Benedicamus Domino!
As discussed previously, human love should never be thought of as the be-all and end-all of fulfillment, because it is very difficult for us to love disinterestedly--that is, to love without some kind of selfish, or egoish motive. Even the best of us seeks something in return, or this is my experience. This in itself need not be a bad thing, but if the one that we love does not somehow measure up to what we feel that we are owed, then that's where the trouble begins.
Alright then, so what is supposed to fulfill us? Why do we desire to be fulfilled, and why do we seem, perhaps especially today, to feel a sense of incompleteness in our lives? Well, I believe that it's because something is missing. We aren't fully human in our current state. God, and I'm not qualifying this word as being a metaphor or a force or anything else, created us to be more than we currently are, so it is natural that we would desire to better ourselves. However, because we have these pesky little egos ruling us, what was once a desire to grow along with God's guidance has become a desire to set ourselves against God and to become little captains of our own ships. I only say this out of experience. It is very difficult for me to trust a human being enough to let them choose something for me, and as for God, well, it is an ongoing struggle.
However, what God wishes for his creatures is to become like Him, to be healed of our wounds and to live in union with Him and with each other. This is no mere pretty notion. Union does not involve some political alliance. Union is deeper than this. The church teaches that we should strive to know God as a man knows his wife--I mean in the biblical sense. Christ didn't die and rise again so we could have a ticket to Heaven or so that we could be granted miraculous powers. He died and rose again so that we could learn to see ourselves aright and move beyond the distorted and misshapen egos which are the little puppets that we call ourselves. This isn't an easy journey, but real love isn't about making things easy. It's about doing what is needful and in the best interest of the person who is loved. Real and unclouded love can burn like the sun or be as soft as a moth's wing, but it is uncompromising. It will fight and it will dare, and yet it will not compell. Real love demands the freedom of choice of the one being loved. We must choose to love and to allow ourselves to be loved. This goes for human interactions as well as those between us and God.

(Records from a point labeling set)

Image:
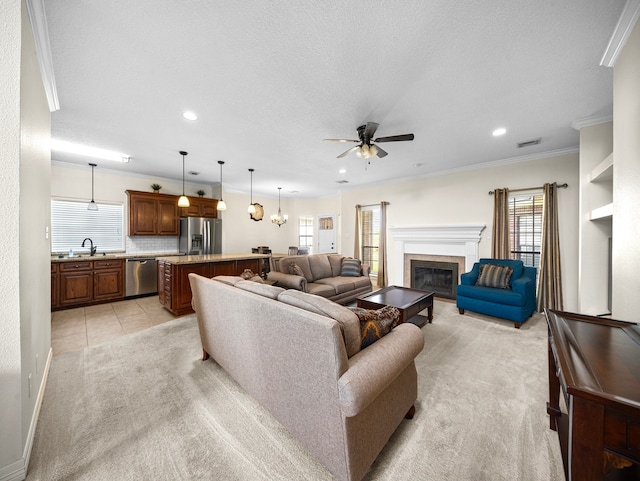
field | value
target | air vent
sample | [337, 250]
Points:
[529, 143]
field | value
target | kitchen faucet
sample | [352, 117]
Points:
[93, 249]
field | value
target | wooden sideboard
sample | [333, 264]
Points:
[595, 364]
[174, 290]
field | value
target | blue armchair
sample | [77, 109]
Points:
[516, 302]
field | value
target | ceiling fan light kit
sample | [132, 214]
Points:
[367, 149]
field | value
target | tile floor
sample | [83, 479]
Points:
[75, 329]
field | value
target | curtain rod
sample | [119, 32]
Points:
[560, 186]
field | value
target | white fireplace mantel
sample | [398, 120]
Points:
[440, 240]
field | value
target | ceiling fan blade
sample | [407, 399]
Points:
[380, 153]
[370, 129]
[352, 149]
[395, 138]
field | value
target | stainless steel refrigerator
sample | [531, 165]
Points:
[200, 235]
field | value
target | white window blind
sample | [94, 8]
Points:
[71, 223]
[525, 219]
[371, 236]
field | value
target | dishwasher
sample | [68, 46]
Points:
[141, 276]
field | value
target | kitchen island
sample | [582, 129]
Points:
[174, 290]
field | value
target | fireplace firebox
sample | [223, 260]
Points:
[441, 278]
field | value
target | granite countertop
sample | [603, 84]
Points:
[111, 255]
[210, 258]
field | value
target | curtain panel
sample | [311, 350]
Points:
[550, 278]
[500, 248]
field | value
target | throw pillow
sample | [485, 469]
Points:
[247, 274]
[492, 275]
[374, 324]
[295, 269]
[350, 267]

> [PROBLEMS AND TASKS]:
A - Answer these questions from the reflection on love:
(i) What does the writer say makes it very difficult for people to love disinterestedly?
(ii) According to the reflection on love, why did Christ die and rise again?
(iii) What does real love demand?
B - Decide whether each statement agrees with the reflection on love, and support each decision with a quotation from it:
(i) The writer presents God as a metaphor or a force.
(ii) Union, as the text describes it, involves a political alliance.
(iii) The writer finds trusting God easy.
C - List everything the reflection on love says God wishes for his creatures.

> [ANSWERS]:
A -
(i) Some kind of selfish, or egoish motive; even the best of us seeks something in return.
(ii) So that we could learn to see ourselves aright and move beyond the distorted and misshapen egos which are the little puppets that we call ourselves.
(iii) The freedom of choice of the one being loved.

B -
(i) No: "I'm not qualifying this word as being a metaphor or a force or anything else"
(ii) No: "Union does not involve some political alliance."
(iii) No: "as for God, well, it is an ongoing struggle."

C -
- To become like Him
- To be healed of our wounds
- To live in union with Him and with each other